_YOUR GOAL_. Every line of the records below should be restated exactly.

Named-object pointing records
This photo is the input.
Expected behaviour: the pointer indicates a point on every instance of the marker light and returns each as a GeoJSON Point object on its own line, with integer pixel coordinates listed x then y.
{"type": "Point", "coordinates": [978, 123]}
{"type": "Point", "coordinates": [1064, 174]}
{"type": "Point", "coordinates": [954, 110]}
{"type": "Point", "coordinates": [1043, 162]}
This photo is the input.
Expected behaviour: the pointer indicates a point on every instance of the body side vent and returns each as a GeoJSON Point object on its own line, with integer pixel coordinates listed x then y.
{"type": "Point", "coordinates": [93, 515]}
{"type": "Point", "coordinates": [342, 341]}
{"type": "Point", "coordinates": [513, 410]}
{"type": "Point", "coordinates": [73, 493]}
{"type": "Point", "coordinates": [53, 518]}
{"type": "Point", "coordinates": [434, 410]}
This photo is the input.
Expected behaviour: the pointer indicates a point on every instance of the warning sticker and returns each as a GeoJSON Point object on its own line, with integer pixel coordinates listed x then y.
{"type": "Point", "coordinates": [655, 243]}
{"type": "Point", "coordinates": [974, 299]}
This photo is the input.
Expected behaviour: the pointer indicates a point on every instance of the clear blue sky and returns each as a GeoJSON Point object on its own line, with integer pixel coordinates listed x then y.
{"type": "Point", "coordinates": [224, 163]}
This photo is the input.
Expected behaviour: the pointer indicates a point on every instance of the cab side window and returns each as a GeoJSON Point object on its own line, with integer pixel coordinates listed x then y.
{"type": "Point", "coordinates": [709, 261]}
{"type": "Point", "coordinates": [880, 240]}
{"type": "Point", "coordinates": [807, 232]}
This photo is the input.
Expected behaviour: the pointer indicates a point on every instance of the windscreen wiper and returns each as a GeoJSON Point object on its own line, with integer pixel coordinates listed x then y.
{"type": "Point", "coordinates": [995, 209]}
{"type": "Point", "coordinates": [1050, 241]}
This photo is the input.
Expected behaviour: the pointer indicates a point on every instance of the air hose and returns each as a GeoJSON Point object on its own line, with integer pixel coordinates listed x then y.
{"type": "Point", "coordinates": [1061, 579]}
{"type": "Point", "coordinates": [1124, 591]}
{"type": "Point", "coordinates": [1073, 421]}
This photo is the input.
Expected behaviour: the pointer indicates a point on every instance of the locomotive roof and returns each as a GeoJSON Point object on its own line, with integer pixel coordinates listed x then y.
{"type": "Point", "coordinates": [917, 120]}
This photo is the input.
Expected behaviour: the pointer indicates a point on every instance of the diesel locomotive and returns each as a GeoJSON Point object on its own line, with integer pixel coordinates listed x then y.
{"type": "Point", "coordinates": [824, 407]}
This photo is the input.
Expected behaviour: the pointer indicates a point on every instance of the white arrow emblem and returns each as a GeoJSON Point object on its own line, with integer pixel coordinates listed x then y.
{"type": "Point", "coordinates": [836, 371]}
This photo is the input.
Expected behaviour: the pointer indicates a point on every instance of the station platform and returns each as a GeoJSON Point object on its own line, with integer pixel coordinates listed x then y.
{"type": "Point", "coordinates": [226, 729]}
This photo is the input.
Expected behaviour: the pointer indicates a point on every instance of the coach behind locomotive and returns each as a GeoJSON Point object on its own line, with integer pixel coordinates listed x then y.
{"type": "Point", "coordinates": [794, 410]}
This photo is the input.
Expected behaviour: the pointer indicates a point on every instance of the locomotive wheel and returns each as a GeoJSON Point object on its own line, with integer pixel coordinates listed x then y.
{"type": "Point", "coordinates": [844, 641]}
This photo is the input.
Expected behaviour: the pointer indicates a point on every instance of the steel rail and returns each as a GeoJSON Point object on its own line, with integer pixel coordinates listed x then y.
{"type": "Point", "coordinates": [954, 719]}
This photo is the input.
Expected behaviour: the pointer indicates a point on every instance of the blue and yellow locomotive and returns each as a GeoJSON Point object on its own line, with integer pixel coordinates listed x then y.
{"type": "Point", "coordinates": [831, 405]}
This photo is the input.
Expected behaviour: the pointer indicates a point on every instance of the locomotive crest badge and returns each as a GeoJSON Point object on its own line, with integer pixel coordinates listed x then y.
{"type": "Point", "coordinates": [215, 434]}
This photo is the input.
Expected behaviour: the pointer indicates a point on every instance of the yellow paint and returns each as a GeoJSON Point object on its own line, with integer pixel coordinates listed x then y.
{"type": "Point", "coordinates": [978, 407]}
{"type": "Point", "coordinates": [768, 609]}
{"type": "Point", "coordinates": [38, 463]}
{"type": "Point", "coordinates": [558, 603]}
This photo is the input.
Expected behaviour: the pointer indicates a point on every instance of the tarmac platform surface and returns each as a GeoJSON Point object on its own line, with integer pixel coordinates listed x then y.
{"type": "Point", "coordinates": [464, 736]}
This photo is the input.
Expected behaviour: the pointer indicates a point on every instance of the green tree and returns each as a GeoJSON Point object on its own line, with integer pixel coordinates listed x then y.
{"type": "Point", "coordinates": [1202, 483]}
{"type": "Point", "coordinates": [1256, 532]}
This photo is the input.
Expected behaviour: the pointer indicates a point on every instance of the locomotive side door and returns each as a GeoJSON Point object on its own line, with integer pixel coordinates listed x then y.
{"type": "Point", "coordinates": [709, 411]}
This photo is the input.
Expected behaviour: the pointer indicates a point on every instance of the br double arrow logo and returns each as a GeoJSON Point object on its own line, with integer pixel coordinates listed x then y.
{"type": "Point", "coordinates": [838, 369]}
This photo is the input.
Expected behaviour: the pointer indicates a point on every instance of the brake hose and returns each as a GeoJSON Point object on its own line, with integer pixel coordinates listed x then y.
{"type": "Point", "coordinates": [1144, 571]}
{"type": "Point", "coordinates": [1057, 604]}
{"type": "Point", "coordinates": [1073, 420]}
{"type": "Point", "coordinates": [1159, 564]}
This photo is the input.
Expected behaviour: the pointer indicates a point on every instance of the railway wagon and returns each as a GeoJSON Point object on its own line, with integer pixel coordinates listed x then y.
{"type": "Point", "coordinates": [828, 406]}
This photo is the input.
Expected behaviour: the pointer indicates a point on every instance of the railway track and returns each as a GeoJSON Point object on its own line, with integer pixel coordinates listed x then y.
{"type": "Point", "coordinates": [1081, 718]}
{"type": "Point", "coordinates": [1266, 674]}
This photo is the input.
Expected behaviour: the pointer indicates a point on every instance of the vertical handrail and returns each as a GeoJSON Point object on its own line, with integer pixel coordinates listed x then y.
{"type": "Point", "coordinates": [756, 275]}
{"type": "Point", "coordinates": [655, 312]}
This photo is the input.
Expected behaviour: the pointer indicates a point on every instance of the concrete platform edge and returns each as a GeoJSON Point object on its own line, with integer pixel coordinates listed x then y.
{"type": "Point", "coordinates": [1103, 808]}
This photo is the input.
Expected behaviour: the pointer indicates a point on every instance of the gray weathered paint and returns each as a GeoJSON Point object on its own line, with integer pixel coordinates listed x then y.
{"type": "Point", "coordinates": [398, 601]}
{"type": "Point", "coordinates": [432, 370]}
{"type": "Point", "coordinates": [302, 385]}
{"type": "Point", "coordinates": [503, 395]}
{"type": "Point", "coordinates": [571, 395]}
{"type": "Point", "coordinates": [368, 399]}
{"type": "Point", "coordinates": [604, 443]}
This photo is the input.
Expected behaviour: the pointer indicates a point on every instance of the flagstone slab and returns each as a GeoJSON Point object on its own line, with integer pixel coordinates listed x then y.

_OUTPUT OF THE EXERCISE_.
This photo is the input.
Expected behaviour: the pointer indicates a point on every instance of the marker light and returns each as a GeoJSON Point object on its own line, with integer pixel coordinates listed x then y.
{"type": "Point", "coordinates": [978, 123]}
{"type": "Point", "coordinates": [1064, 174]}
{"type": "Point", "coordinates": [954, 110]}
{"type": "Point", "coordinates": [1043, 162]}
This photo is the input.
Expected behaviour: the pointer indicates a point on every instance of the body side vent and returns each as a GeoJSON Point object on its own line, with integer pixel coordinates listed x then y.
{"type": "Point", "coordinates": [93, 515]}
{"type": "Point", "coordinates": [342, 341]}
{"type": "Point", "coordinates": [513, 410]}
{"type": "Point", "coordinates": [73, 493]}
{"type": "Point", "coordinates": [53, 518]}
{"type": "Point", "coordinates": [434, 410]}
This photo is the input.
Expected behaviour: the pointer indicates a point on every instance of the warning sticker and returns each as a GeoJSON Point object on its own line, with integer pixel coordinates listed x then y.
{"type": "Point", "coordinates": [655, 243]}
{"type": "Point", "coordinates": [974, 299]}
This photo is the input.
Expected behaviour: the pointer indicates a point on every instance of the clear blue sky and returns each as a GeoJSON Point object on its own line, with integer pixel coordinates listed x then y.
{"type": "Point", "coordinates": [224, 163]}
This photo is the input.
Expected behaviour: the pointer indicates a point on every instance of the cab side window and returns each as a GeoJSON Point object on its own line, with integer pixel coordinates listed x then y.
{"type": "Point", "coordinates": [709, 261]}
{"type": "Point", "coordinates": [880, 240]}
{"type": "Point", "coordinates": [807, 232]}
This photo is the input.
Expected behaviour: the pointer indicates a point on every instance of the windscreen wiper and returns each as a GeoJSON Point object on its own line, with integer pixel coordinates listed x then y.
{"type": "Point", "coordinates": [995, 209]}
{"type": "Point", "coordinates": [1050, 241]}
This photo is the input.
Expected behaviour: the pointer indicates a point on every instance of the air hose and returns each as a GeoJSON Point object on its own line, with integer pixel coordinates listed x then y.
{"type": "Point", "coordinates": [1061, 579]}
{"type": "Point", "coordinates": [1124, 591]}
{"type": "Point", "coordinates": [1073, 421]}
This photo is the input.
Expected behaviour: the pointer indicates a point on every instance of the locomotive roof and returns each as a GeoJSON Point object on its own line, with integer pixel coordinates listed x then y.
{"type": "Point", "coordinates": [917, 120]}
This photo is the input.
Expected behaviour: the pointer indicates a point on every instance of the diesel locomotive and returns each as a GeoJSON Point object on its own line, with integer pixel coordinates listed x then y.
{"type": "Point", "coordinates": [824, 407]}
This photo is the input.
Expected behaviour: the pointer indicates a point on every instance of the white arrow emblem and returns each as a GeoJSON Point object on its own line, with integer pixel coordinates listed x then y.
{"type": "Point", "coordinates": [836, 371]}
This photo is the input.
Expected behaviour: the pointer indicates a point on every instance of the station platform and returns each as a GeoJSON Point object on its own line, with integer pixel coordinates listed x then y.
{"type": "Point", "coordinates": [226, 729]}
This photo is the input.
Expected behaviour: the pointer indicates a point on every instance of the coach behind locomotive and returns each as a GeoJSON Point object on its own line, with integer pixel coordinates listed x then y.
{"type": "Point", "coordinates": [794, 410]}
This photo is the input.
Expected behaviour: the pointer indicates a point on every instance of the locomotive wheel and returns each as a GeoJSON Point object on its own line, with integer pixel coordinates listed x then y.
{"type": "Point", "coordinates": [844, 641]}
This photo is the input.
Expected behaviour: the pointer indicates a point on every instance of the steel rail and returns each as a GeoJSON Point object on its own line, with integer pixel coordinates listed x then y.
{"type": "Point", "coordinates": [954, 719]}
This photo is the input.
Expected behaviour: the pointer indicates a point on every instance of the blue and yellow locomotive and returns each as a GeoJSON Point object on its own line, with integer pixel coordinates listed x then y.
{"type": "Point", "coordinates": [831, 405]}
This photo is the input.
Expected behaviour: the pointer indicates a point on every instance of the locomotive crest badge and returns each as a GeoJSON Point object on its own line, with integer pixel coordinates listed x then y.
{"type": "Point", "coordinates": [215, 434]}
This photo is the input.
Expected behaviour: the pointer indicates a point on every instance of the yellow paint and returns each as a GeoJSON Point object on its own line, with integer pixel coordinates listed x then y.
{"type": "Point", "coordinates": [978, 407]}
{"type": "Point", "coordinates": [768, 609]}
{"type": "Point", "coordinates": [38, 463]}
{"type": "Point", "coordinates": [558, 603]}
This photo is the input.
Expected behaviour: the pointer indicates a point on every instance of the tarmac platform surface and returns each as a GeoJSON Point object on its own line, with integer pixel coordinates listed x then y.
{"type": "Point", "coordinates": [464, 736]}
This photo is the input.
Expected behaviour: the pointer indicates a point on every instance of the green tree and returns each as a GeoJSON Point object on its own line, with integer pixel coordinates listed x then y.
{"type": "Point", "coordinates": [1202, 483]}
{"type": "Point", "coordinates": [1256, 532]}
This photo is the input.
Expected behaviour: the pointer indicates a point on every instance of the locomotive side door and returns each as a GeoJSON Point object on its own line, with integer pixel coordinates listed x then y.
{"type": "Point", "coordinates": [709, 411]}
This photo is the input.
Expected behaviour: the pointer indicates a point on every instance of the br double arrow logo and returns each as a GeoJSON Point object on its own line, with integer pixel coordinates listed x then y.
{"type": "Point", "coordinates": [838, 369]}
This photo is the input.
Expected behaviour: the pointer indicates a point on every instance of the brake hose and returns each as a GeoJSON Point object on its own line, with integer pixel coordinates listed x then y.
{"type": "Point", "coordinates": [1144, 571]}
{"type": "Point", "coordinates": [1057, 604]}
{"type": "Point", "coordinates": [1073, 420]}
{"type": "Point", "coordinates": [1159, 564]}
This photo is the input.
Expected behaviour: the pointer indicates a point on every instance of the railway wagon and returns each as a GeoJSON Point object on its own line, with integer pixel coordinates listed x then y.
{"type": "Point", "coordinates": [828, 406]}
This photo is the input.
Expected behaviour: the pointer indicates a point on every instance of the railway track and returns each as a GeoJSON Point object on its own line, with integer pixel coordinates listed x then y.
{"type": "Point", "coordinates": [1081, 718]}
{"type": "Point", "coordinates": [1266, 674]}
This photo is the input.
Expected behaviour: the pointer indicates a point on every instance of the vertical handrail and returns each as a GeoJSON Point object on its own line, with integer pixel coordinates listed x then y.
{"type": "Point", "coordinates": [756, 275]}
{"type": "Point", "coordinates": [655, 312]}
This photo is the input.
Expected behaviour: the pointer indicates a point on every instance of the concrete platform edge and returns each as a GeoJSON Point object on its own line, with integer pixel coordinates listed x then y.
{"type": "Point", "coordinates": [1103, 808]}
This photo is the input.
Expected behaviour: the pointer indicates a point on every instance of the gray weathered paint and returns each as a GeoJSON Point object on its own line, with integer pixel coordinates listed x then y.
{"type": "Point", "coordinates": [398, 601]}
{"type": "Point", "coordinates": [432, 370]}
{"type": "Point", "coordinates": [302, 385]}
{"type": "Point", "coordinates": [503, 395]}
{"type": "Point", "coordinates": [571, 395]}
{"type": "Point", "coordinates": [368, 399]}
{"type": "Point", "coordinates": [604, 443]}
This photo is the input.
Expected behaviour: the pointer indicates a point on every instance of the flagstone slab and returns each as a GeoJSON Point object on its own line, with integer pixel coordinates listed x then y.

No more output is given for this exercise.